Referring expression pointing data:

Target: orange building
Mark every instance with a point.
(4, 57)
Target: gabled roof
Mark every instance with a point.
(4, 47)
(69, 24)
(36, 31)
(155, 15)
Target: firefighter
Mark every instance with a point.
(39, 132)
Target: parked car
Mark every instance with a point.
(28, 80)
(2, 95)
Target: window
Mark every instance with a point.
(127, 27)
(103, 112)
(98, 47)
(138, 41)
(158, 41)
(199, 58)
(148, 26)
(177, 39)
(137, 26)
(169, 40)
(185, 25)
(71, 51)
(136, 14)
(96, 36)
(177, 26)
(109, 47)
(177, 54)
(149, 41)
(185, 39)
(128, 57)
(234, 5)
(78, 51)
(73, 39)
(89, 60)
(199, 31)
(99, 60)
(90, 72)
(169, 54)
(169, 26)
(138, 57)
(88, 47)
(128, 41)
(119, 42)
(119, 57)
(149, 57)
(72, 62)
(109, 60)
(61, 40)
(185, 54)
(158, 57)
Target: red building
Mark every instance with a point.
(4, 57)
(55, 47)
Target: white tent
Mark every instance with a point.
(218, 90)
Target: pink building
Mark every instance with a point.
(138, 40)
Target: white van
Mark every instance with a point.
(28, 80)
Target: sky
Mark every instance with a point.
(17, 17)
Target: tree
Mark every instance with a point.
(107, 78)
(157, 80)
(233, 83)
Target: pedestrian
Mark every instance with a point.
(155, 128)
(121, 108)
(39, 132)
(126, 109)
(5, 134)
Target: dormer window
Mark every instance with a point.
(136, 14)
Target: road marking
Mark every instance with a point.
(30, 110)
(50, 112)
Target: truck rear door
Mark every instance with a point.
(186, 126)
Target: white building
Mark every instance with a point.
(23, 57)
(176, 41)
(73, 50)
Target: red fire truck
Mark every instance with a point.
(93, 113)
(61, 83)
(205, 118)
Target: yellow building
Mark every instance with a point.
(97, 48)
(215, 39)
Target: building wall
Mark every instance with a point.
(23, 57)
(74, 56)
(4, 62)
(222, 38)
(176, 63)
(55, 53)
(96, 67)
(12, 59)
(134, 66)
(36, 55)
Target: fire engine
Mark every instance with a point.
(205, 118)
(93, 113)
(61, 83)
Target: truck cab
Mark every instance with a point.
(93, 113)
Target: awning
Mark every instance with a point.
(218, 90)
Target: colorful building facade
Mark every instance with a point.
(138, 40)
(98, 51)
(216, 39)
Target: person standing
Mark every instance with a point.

### Directions
Write out the records again so that each line matches the original exactly.

### Task output
Target: orange building
Mark every instance with a point.
(4, 57)
Target: gabled roof
Mark every instance with a point.
(4, 47)
(69, 24)
(36, 31)
(155, 15)
Target: firefighter
Mark every instance with a point.
(39, 132)
Target: parked car
Mark every instance with a point.
(28, 80)
(2, 95)
Target: window
Mark every instance with a point.
(127, 27)
(103, 112)
(98, 47)
(138, 41)
(158, 41)
(199, 58)
(148, 26)
(177, 39)
(137, 26)
(169, 40)
(185, 25)
(71, 51)
(136, 14)
(96, 36)
(177, 26)
(109, 47)
(177, 54)
(149, 41)
(185, 39)
(128, 57)
(234, 5)
(78, 51)
(73, 39)
(89, 60)
(199, 31)
(99, 60)
(90, 72)
(169, 54)
(169, 26)
(138, 57)
(88, 47)
(128, 41)
(119, 42)
(119, 57)
(149, 57)
(72, 62)
(109, 60)
(61, 40)
(185, 54)
(158, 57)
Target: red building
Mark every instance with a point.
(4, 57)
(55, 47)
Target: white tent
Mark every instance with a point.
(218, 90)
Target: pink building
Mark every instance with a point.
(138, 40)
Target: white van
Mark every instance with a point.
(28, 80)
Target: sky
Mark every instance with a point.
(17, 17)
Target: tree
Mark every instance with a point.
(107, 78)
(157, 80)
(233, 83)
Target: pedestrian
Mark every instance with a point.
(155, 128)
(121, 108)
(39, 132)
(126, 109)
(5, 134)
Target: dormer window
Mark every instance with a point.
(136, 14)
Target: road marking
Mark every instance with a point.
(30, 110)
(50, 112)
Target: truck rear door
Mark every instance with a point.
(186, 126)
Target: white building
Mark every instance with a point.
(23, 57)
(176, 41)
(73, 50)
Target: red fire truck
Mark every instance with a point.
(93, 113)
(61, 83)
(205, 118)
Target: yellow building
Mark every instance with a point.
(97, 48)
(215, 39)
Target: building wall
Mark every instance with a point.
(23, 57)
(74, 56)
(4, 62)
(222, 38)
(176, 63)
(55, 53)
(96, 67)
(12, 59)
(134, 66)
(36, 55)
Target: fire engine
Mark every instance with a point.
(205, 118)
(93, 113)
(61, 83)
Target: truck cab
Mark every instance with a point.
(93, 113)
Target: awning
Mark every instance with a point.
(218, 90)
Target: colorful building facade
Mark every instance with a point.
(138, 40)
(98, 51)
(216, 39)
Target: person standing
Mark every instance with a point.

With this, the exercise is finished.